What to produce
Take the line containing "Target: nose" and every line after it to the end of the records, and copy them exactly, leaving out pictures.

Excerpted records

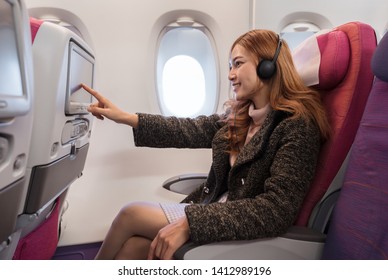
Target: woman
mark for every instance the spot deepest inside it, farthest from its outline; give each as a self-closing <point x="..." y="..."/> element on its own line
<point x="265" y="149"/>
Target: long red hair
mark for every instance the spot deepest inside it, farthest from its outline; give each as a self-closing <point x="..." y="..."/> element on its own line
<point x="287" y="91"/>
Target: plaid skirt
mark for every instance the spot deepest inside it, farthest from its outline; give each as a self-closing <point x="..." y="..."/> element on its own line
<point x="173" y="211"/>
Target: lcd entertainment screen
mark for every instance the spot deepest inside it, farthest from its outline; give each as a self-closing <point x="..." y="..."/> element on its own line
<point x="81" y="68"/>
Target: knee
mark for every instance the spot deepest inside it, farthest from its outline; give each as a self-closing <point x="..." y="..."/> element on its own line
<point x="135" y="248"/>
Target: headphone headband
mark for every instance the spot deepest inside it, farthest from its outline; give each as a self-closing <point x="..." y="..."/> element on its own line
<point x="267" y="68"/>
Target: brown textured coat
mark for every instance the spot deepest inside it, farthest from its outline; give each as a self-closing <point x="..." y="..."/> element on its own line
<point x="266" y="185"/>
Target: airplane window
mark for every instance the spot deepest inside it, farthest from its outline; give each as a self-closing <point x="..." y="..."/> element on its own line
<point x="183" y="85"/>
<point x="186" y="73"/>
<point x="296" y="33"/>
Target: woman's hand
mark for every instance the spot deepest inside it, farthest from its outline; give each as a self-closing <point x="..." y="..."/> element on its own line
<point x="169" y="239"/>
<point x="105" y="108"/>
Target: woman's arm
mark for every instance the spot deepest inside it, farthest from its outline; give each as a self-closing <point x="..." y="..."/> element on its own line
<point x="105" y="108"/>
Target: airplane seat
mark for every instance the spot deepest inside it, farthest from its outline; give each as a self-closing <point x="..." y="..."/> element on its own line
<point x="60" y="137"/>
<point x="360" y="219"/>
<point x="337" y="64"/>
<point x="16" y="116"/>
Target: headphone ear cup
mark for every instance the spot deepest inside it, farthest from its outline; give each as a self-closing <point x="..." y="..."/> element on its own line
<point x="266" y="69"/>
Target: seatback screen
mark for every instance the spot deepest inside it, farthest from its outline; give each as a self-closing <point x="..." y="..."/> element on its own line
<point x="81" y="69"/>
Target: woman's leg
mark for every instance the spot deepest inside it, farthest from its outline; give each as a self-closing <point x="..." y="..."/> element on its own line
<point x="136" y="248"/>
<point x="140" y="219"/>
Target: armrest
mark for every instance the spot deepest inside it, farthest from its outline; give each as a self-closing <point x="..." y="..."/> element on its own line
<point x="297" y="243"/>
<point x="185" y="183"/>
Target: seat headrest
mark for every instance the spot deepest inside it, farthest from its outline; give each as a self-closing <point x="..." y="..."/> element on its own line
<point x="380" y="59"/>
<point x="322" y="60"/>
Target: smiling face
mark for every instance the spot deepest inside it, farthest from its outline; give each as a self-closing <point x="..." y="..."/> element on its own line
<point x="245" y="82"/>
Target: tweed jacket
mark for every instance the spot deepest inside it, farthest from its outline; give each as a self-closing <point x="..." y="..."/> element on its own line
<point x="266" y="185"/>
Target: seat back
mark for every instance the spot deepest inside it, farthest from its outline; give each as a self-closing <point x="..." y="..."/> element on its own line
<point x="359" y="226"/>
<point x="61" y="133"/>
<point x="344" y="81"/>
<point x="16" y="96"/>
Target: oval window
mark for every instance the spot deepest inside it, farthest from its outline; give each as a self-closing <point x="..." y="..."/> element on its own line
<point x="186" y="72"/>
<point x="296" y="33"/>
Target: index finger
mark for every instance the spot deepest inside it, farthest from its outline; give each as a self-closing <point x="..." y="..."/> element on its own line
<point x="92" y="92"/>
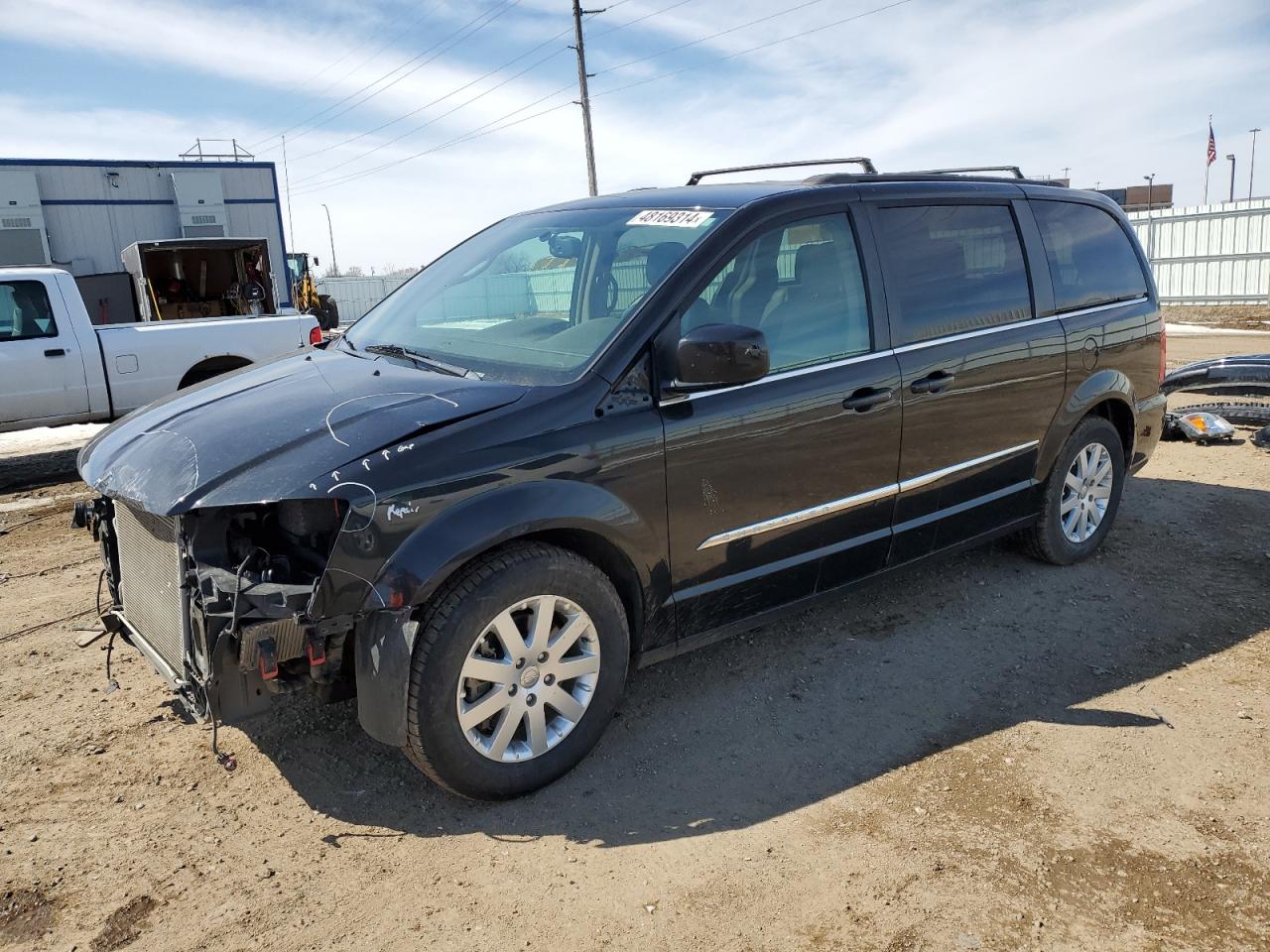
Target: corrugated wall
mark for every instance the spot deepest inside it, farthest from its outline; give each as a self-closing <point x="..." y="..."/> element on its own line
<point x="356" y="296"/>
<point x="1209" y="254"/>
<point x="89" y="220"/>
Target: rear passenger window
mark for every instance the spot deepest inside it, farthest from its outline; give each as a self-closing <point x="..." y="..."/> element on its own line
<point x="1091" y="259"/>
<point x="801" y="285"/>
<point x="952" y="268"/>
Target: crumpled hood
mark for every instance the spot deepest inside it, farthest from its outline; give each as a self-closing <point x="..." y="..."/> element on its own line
<point x="320" y="425"/>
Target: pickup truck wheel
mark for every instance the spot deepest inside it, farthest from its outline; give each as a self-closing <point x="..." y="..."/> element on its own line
<point x="517" y="669"/>
<point x="1080" y="495"/>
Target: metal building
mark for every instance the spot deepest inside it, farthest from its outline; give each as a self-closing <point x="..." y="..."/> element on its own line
<point x="80" y="213"/>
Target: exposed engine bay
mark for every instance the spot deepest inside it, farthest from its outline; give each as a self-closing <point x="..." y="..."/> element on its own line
<point x="218" y="599"/>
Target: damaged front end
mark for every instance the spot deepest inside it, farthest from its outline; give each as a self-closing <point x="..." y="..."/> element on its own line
<point x="220" y="599"/>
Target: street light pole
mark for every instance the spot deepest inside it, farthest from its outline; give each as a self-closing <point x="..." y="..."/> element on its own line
<point x="330" y="232"/>
<point x="1252" y="159"/>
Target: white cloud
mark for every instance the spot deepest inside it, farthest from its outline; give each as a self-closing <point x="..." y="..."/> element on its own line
<point x="1114" y="91"/>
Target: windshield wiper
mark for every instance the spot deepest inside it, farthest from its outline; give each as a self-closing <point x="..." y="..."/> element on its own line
<point x="421" y="359"/>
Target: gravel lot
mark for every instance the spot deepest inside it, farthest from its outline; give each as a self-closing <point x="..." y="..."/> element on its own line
<point x="979" y="754"/>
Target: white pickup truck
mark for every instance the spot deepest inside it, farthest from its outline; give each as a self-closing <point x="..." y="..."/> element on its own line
<point x="58" y="367"/>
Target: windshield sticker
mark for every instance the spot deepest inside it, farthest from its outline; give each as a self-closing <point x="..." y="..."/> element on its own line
<point x="672" y="218"/>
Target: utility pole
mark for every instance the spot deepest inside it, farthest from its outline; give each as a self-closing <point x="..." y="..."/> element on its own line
<point x="334" y="264"/>
<point x="286" y="175"/>
<point x="1252" y="160"/>
<point x="585" y="98"/>
<point x="1151" y="184"/>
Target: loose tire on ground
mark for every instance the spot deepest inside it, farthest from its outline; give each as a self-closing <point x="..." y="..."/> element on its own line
<point x="451" y="629"/>
<point x="1051" y="539"/>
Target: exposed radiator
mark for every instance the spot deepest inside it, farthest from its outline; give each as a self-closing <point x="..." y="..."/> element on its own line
<point x="150" y="580"/>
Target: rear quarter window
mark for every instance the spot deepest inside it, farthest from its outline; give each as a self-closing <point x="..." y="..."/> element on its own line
<point x="24" y="311"/>
<point x="1091" y="259"/>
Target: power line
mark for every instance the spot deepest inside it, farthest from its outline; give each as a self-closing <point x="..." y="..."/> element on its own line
<point x="397" y="33"/>
<point x="430" y="122"/>
<point x="488" y="17"/>
<point x="479" y="132"/>
<point x="493" y="126"/>
<point x="744" y="53"/>
<point x="441" y="99"/>
<point x="712" y="36"/>
<point x="472" y="99"/>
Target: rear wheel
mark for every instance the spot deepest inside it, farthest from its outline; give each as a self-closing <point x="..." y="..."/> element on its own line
<point x="517" y="670"/>
<point x="1080" y="495"/>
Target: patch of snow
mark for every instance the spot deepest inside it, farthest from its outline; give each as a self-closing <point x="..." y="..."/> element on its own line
<point x="49" y="439"/>
<point x="1201" y="330"/>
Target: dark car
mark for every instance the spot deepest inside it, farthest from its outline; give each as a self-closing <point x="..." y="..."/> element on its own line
<point x="602" y="433"/>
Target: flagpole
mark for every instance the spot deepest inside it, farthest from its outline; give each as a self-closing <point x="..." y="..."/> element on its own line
<point x="1206" y="163"/>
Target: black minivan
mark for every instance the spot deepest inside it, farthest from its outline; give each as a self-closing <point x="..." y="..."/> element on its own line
<point x="602" y="433"/>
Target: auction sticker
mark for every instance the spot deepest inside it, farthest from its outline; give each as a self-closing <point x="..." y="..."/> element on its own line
<point x="672" y="218"/>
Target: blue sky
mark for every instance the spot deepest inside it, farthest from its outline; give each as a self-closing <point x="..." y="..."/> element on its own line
<point x="1114" y="90"/>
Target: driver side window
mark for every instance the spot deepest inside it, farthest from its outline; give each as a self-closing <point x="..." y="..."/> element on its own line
<point x="24" y="311"/>
<point x="802" y="286"/>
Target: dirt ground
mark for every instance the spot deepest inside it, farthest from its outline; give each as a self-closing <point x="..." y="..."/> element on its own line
<point x="979" y="754"/>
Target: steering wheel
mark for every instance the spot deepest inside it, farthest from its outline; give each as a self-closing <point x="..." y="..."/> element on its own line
<point x="612" y="291"/>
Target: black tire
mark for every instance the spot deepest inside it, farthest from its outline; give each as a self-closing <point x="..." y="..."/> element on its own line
<point x="1242" y="414"/>
<point x="448" y="629"/>
<point x="1047" y="539"/>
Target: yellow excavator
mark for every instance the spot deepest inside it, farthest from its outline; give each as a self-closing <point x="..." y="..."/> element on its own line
<point x="304" y="293"/>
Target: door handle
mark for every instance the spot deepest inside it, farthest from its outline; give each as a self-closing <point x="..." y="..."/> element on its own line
<point x="866" y="399"/>
<point x="933" y="382"/>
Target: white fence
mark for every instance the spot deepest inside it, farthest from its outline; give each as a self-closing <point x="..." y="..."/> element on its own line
<point x="1216" y="254"/>
<point x="356" y="296"/>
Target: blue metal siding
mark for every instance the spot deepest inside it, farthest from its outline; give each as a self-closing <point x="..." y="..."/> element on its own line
<point x="89" y="218"/>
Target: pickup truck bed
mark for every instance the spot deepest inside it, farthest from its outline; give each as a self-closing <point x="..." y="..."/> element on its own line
<point x="56" y="367"/>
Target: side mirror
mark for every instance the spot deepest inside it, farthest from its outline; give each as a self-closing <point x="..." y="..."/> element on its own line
<point x="719" y="356"/>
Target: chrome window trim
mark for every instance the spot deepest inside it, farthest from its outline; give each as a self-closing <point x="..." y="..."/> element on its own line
<point x="779" y="522"/>
<point x="871" y="495"/>
<point x="779" y="375"/>
<point x="1107" y="306"/>
<point x="903" y="349"/>
<point x="937" y="475"/>
<point x="969" y="334"/>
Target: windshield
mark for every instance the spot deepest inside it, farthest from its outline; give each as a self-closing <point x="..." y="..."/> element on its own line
<point x="535" y="298"/>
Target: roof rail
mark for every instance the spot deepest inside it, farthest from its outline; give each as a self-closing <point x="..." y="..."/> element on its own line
<point x="1012" y="169"/>
<point x="866" y="164"/>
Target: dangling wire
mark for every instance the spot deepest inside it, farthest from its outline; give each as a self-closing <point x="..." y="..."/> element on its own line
<point x="111" y="683"/>
<point x="225" y="760"/>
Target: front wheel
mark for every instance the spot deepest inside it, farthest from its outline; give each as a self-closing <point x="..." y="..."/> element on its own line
<point x="1080" y="495"/>
<point x="517" y="669"/>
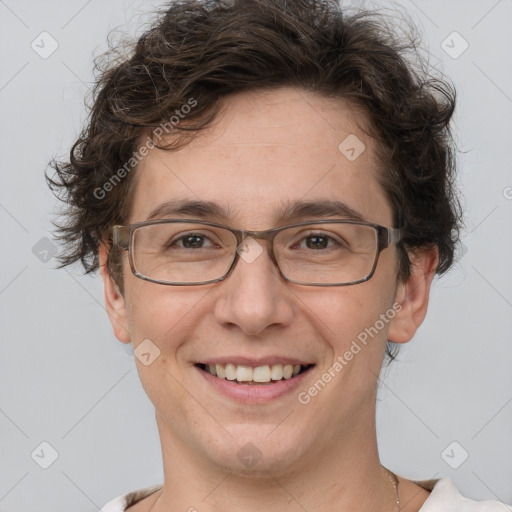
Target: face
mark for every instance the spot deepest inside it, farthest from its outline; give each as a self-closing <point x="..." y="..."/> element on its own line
<point x="266" y="150"/>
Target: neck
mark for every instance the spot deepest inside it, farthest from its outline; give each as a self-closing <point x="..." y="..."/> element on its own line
<point x="193" y="482"/>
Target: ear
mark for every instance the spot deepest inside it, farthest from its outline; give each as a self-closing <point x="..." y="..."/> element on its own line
<point x="114" y="300"/>
<point x="413" y="295"/>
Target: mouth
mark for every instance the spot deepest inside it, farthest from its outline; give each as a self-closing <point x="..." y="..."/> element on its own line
<point x="258" y="375"/>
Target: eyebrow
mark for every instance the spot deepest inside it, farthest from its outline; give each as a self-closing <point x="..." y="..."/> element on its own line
<point x="287" y="212"/>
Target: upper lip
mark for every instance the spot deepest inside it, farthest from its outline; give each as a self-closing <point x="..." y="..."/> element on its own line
<point x="255" y="361"/>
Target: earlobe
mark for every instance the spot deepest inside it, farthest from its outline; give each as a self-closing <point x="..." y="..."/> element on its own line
<point x="413" y="295"/>
<point x="114" y="301"/>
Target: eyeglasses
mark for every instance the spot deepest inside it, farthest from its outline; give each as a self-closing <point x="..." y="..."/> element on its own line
<point x="185" y="252"/>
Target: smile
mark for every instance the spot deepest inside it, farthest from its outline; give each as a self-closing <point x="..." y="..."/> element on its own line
<point x="244" y="374"/>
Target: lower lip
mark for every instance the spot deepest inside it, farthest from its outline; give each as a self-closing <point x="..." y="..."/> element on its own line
<point x="254" y="393"/>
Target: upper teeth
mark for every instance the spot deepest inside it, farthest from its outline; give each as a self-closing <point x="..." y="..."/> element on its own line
<point x="243" y="373"/>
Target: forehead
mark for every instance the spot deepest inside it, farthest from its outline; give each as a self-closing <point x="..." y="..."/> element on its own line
<point x="265" y="151"/>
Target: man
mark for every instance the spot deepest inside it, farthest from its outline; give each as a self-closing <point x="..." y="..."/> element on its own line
<point x="265" y="186"/>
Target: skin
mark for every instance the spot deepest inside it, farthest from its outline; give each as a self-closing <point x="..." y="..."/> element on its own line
<point x="265" y="148"/>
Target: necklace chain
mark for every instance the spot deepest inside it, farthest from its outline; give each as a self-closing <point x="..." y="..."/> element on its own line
<point x="394" y="480"/>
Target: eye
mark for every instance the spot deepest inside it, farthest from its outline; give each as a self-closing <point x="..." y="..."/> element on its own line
<point x="190" y="241"/>
<point x="318" y="242"/>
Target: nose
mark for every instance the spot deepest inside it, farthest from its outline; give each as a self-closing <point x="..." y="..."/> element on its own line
<point x="254" y="296"/>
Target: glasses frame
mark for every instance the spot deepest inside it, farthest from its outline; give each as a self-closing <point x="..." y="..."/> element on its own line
<point x="123" y="238"/>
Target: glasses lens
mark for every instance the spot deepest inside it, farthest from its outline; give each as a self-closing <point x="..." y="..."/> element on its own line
<point x="327" y="253"/>
<point x="182" y="252"/>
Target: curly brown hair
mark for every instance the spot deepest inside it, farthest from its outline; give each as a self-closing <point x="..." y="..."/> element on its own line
<point x="198" y="52"/>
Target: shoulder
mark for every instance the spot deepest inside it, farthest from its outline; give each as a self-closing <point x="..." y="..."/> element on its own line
<point x="123" y="502"/>
<point x="445" y="497"/>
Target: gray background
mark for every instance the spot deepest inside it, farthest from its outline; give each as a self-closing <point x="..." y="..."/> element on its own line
<point x="67" y="381"/>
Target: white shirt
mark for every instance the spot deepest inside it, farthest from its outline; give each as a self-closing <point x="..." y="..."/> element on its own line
<point x="444" y="497"/>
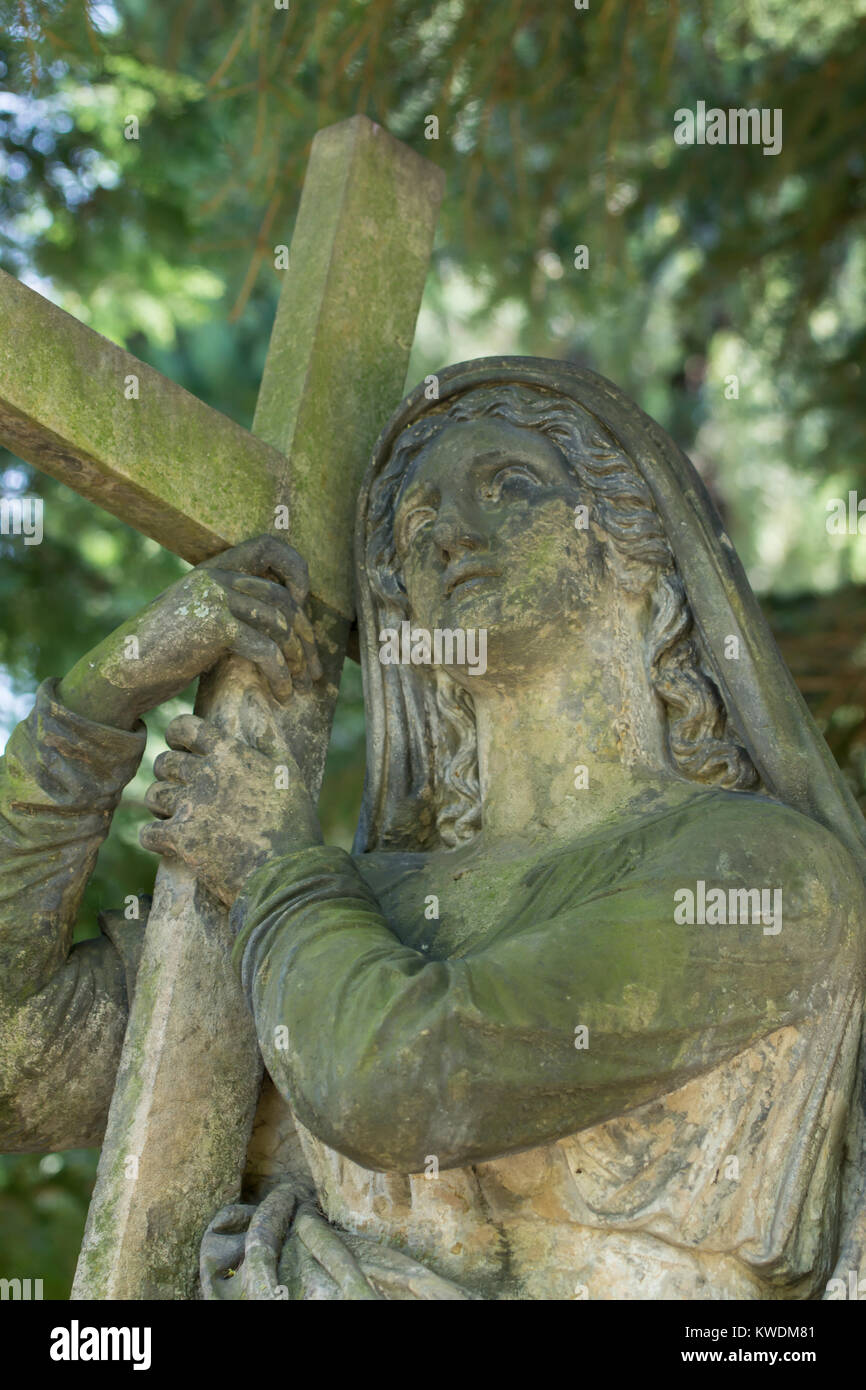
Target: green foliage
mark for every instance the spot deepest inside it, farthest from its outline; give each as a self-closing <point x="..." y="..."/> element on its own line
<point x="555" y="131"/>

Answer to this task
Target: nose
mark for every instance the spot deepest inside it, farthest from its outline; give each as a self-closing <point x="..." y="..."/> element on its own line
<point x="254" y="296"/>
Target: glasses frame
mark for every instance the spot deepest inside it, farthest from its outline; give each as a self-closing <point x="..." y="..."/> element on its own line
<point x="123" y="238"/>
Target: glasses lens
mark for every instance the spot deepest inside it, farthest from its outline; give each as a self-closing <point x="..." y="..."/> element on its own line
<point x="327" y="253"/>
<point x="182" y="252"/>
Target: curly brown hair
mark for every instance the spot deepest inside it, farthest from its outline; give each as a self-closing <point x="..." y="..."/> element on its own line
<point x="198" y="52"/>
Target: shoulder
mark for every instance the spot deepest inside it, farthest from its outline; give each as a self-closing <point x="..." y="..."/> element on its own line
<point x="123" y="502"/>
<point x="445" y="497"/>
Target: gray background
mark for every instance the spot deepest inside it, farthest from its outline; give each as a self-closing <point x="..." y="..."/> element on its own line
<point x="67" y="381"/>
Target: white shirt
mark for every instance the spot deepest inside it, farthest from its outline; give each as a self-closing <point x="..." y="..."/> element on its own line
<point x="444" y="497"/>
Target: green foliage
mark for every instance the spot deepest inside it, farthest from its outline; give each as a self-closing <point x="..." y="..."/> element on its own line
<point x="555" y="131"/>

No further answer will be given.